Objective: Show every line in the data below that contains the string "door", matching case exactly.

── Record excerpts ──

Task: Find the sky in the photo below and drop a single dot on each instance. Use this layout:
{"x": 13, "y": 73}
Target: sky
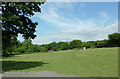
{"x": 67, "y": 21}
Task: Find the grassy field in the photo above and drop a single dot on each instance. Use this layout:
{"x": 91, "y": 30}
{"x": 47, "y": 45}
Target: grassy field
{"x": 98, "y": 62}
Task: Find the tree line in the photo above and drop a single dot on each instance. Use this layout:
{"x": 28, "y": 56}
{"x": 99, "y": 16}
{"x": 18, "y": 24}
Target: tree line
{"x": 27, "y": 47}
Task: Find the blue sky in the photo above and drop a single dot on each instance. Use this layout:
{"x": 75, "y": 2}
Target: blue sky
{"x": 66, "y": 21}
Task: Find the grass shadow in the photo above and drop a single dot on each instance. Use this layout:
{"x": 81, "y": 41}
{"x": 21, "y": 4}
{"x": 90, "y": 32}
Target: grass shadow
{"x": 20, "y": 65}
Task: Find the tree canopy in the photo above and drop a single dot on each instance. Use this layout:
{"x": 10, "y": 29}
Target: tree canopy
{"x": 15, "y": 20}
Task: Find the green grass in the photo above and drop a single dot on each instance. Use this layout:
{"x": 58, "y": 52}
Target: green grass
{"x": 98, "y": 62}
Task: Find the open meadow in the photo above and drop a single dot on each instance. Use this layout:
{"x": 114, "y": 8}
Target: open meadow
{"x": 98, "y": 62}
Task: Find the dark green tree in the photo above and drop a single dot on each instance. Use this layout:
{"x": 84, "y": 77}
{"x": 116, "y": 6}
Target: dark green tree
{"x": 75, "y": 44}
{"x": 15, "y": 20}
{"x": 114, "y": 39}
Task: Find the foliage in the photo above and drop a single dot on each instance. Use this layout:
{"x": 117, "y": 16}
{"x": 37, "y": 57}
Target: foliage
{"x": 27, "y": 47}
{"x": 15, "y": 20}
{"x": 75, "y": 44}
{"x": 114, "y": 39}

───
── Record excerpts ──

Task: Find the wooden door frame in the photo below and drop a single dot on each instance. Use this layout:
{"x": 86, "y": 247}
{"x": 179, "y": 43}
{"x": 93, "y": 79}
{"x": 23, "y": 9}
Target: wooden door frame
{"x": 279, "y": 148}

───

Right answer:
Task: Find the wooden door frame in the photo below and drop a single dot on each instance. Use this layout:
Target: wooden door frame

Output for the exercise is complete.